◆ REQUIREMENT
Repeat only the lines below from the one containing "segment --target sparse" through the one containing "segment --target young", inclusive, exactly as written.

◆ DATASET EXCERPTS
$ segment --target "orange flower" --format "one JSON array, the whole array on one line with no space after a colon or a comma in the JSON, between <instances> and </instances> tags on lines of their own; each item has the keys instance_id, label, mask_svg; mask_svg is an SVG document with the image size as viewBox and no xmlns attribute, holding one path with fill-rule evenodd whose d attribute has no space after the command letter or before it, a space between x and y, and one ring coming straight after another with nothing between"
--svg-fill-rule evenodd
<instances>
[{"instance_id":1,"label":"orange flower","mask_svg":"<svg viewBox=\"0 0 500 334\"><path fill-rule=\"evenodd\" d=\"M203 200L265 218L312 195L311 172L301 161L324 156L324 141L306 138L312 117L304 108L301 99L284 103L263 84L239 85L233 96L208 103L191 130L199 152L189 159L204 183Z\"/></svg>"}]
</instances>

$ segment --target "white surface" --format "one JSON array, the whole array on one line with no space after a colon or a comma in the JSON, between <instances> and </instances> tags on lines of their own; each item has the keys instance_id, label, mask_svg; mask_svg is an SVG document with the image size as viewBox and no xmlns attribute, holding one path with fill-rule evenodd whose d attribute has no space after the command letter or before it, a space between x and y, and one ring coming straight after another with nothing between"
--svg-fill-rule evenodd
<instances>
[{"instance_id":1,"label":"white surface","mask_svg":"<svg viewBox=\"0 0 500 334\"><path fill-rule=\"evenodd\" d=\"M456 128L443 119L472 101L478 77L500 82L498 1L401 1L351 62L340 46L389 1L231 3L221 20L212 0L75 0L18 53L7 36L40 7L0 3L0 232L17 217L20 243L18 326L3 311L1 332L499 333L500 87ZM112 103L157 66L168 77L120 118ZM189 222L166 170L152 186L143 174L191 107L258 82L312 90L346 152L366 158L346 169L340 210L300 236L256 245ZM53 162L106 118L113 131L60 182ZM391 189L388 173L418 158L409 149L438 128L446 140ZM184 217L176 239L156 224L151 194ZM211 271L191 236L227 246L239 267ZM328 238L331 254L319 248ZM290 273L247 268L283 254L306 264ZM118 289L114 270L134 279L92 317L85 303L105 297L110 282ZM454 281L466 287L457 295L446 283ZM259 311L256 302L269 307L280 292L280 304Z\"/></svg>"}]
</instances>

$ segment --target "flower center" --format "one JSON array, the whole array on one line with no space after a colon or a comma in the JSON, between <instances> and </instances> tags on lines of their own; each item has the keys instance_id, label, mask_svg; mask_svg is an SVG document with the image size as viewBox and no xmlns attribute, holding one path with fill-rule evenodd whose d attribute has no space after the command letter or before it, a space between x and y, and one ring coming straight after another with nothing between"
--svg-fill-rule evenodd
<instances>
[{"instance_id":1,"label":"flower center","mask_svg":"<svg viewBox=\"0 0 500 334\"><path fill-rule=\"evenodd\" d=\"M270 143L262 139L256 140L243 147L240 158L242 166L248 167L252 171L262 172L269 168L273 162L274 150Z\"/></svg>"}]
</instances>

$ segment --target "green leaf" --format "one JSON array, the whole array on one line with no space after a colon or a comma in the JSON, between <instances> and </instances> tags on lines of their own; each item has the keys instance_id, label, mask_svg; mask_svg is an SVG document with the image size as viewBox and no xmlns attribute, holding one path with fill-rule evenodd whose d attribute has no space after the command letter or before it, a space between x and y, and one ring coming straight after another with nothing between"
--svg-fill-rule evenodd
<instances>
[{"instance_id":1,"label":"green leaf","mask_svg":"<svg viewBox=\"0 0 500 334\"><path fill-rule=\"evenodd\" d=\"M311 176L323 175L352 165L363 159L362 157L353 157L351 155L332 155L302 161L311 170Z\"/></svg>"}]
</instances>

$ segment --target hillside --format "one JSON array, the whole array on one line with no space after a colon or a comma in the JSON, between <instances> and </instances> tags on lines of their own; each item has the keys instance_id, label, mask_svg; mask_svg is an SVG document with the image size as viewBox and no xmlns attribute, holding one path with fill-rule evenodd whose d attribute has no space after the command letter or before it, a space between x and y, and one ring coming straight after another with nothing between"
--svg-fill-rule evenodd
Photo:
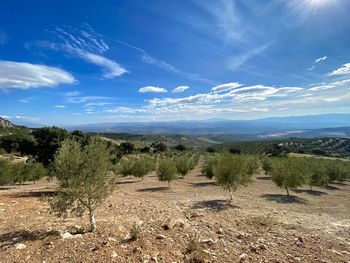
<instances>
[{"instance_id":1,"label":"hillside","mask_svg":"<svg viewBox=\"0 0 350 263\"><path fill-rule=\"evenodd\" d=\"M290 138L282 140L261 140L233 142L217 146L218 149L235 148L245 154L264 154L273 145L285 146L289 152L306 153L332 157L350 157L350 139L346 138Z\"/></svg>"},{"instance_id":2,"label":"hillside","mask_svg":"<svg viewBox=\"0 0 350 263\"><path fill-rule=\"evenodd\" d=\"M13 124L2 117L0 117L0 128L10 128L13 127Z\"/></svg>"}]
</instances>

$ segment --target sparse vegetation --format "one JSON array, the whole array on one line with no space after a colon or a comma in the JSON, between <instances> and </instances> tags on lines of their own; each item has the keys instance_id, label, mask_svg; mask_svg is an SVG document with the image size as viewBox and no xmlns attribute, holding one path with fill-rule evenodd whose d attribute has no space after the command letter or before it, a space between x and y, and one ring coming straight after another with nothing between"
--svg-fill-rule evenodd
<instances>
[{"instance_id":1,"label":"sparse vegetation","mask_svg":"<svg viewBox=\"0 0 350 263\"><path fill-rule=\"evenodd\" d=\"M160 160L157 176L159 181L168 182L168 186L170 187L171 181L178 178L178 171L176 169L175 162L170 158Z\"/></svg>"}]
</instances>

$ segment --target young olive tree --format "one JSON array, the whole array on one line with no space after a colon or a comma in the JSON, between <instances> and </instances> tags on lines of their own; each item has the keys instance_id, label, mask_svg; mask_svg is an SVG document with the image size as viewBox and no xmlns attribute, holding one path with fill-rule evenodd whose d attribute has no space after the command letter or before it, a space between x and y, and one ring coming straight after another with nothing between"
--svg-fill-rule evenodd
<instances>
[{"instance_id":1,"label":"young olive tree","mask_svg":"<svg viewBox=\"0 0 350 263\"><path fill-rule=\"evenodd\" d=\"M159 161L157 170L158 180L161 182L168 182L170 188L170 182L177 179L178 171L173 160L170 158L164 158Z\"/></svg>"},{"instance_id":2,"label":"young olive tree","mask_svg":"<svg viewBox=\"0 0 350 263\"><path fill-rule=\"evenodd\" d=\"M215 155L207 154L202 167L202 175L208 179L213 179L214 177L214 166L217 163L217 157Z\"/></svg>"},{"instance_id":3,"label":"young olive tree","mask_svg":"<svg viewBox=\"0 0 350 263\"><path fill-rule=\"evenodd\" d=\"M174 158L174 162L176 165L176 169L179 174L181 174L181 178L184 178L185 175L190 170L190 159L187 155L180 155Z\"/></svg>"},{"instance_id":4,"label":"young olive tree","mask_svg":"<svg viewBox=\"0 0 350 263\"><path fill-rule=\"evenodd\" d=\"M66 216L70 210L79 217L87 211L90 230L95 231L95 210L111 190L109 168L109 154L103 141L94 137L82 147L76 140L66 139L52 164L53 175L59 182L52 210L58 216Z\"/></svg>"},{"instance_id":5,"label":"young olive tree","mask_svg":"<svg viewBox=\"0 0 350 263\"><path fill-rule=\"evenodd\" d=\"M298 158L278 158L273 162L271 178L278 187L297 188L306 182L306 170Z\"/></svg>"},{"instance_id":6,"label":"young olive tree","mask_svg":"<svg viewBox=\"0 0 350 263\"><path fill-rule=\"evenodd\" d=\"M131 174L143 180L144 176L155 169L155 162L151 158L140 158L132 162Z\"/></svg>"},{"instance_id":7,"label":"young olive tree","mask_svg":"<svg viewBox=\"0 0 350 263\"><path fill-rule=\"evenodd\" d=\"M122 177L131 176L133 174L133 162L131 159L122 159L114 167L114 172Z\"/></svg>"},{"instance_id":8,"label":"young olive tree","mask_svg":"<svg viewBox=\"0 0 350 263\"><path fill-rule=\"evenodd\" d=\"M250 157L249 157L250 158ZM224 153L218 157L213 168L213 174L218 185L230 193L240 185L246 185L251 181L253 170L250 167L251 160L247 156Z\"/></svg>"}]
</instances>

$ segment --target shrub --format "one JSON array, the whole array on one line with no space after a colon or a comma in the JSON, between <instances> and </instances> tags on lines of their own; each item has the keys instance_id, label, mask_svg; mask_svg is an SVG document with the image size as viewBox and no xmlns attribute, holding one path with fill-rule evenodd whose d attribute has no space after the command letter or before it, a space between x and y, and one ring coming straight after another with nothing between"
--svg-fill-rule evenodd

◆ RESPONSE TO THE TASK
$ segment --target sparse vegetation --format "one JSON array, the whole array on one line with no space after a colon or a comma in the JSON, between <instances> and </instances> tags on lines of their own; each item has the keys instance_id, label, mask_svg; mask_svg is an SVG document with the image size as viewBox and no xmlns attribute, holding one path with fill-rule evenodd whose d attribute has no space after the command letter or before it, a space between x and y, and one ring coming straight after another with nothing between"
--svg-fill-rule evenodd
<instances>
[{"instance_id":1,"label":"sparse vegetation","mask_svg":"<svg viewBox=\"0 0 350 263\"><path fill-rule=\"evenodd\" d=\"M160 160L157 176L159 181L168 182L168 186L170 187L171 181L178 178L178 171L176 169L175 162L170 158Z\"/></svg>"}]
</instances>

$ segment --target young olive tree --format "one JSON array, the whole array on one line with no space after a colon or a comma in the JSON, between <instances> and </instances> tags on lines of their own; each item has the keys instance_id, label, mask_svg; mask_svg is an SVG document with the image size as viewBox and no xmlns attribute, holding one path with fill-rule evenodd whose d attribute has no space after the command letter or before it, a space between x and y, and one ring coming straight after another with nothing between"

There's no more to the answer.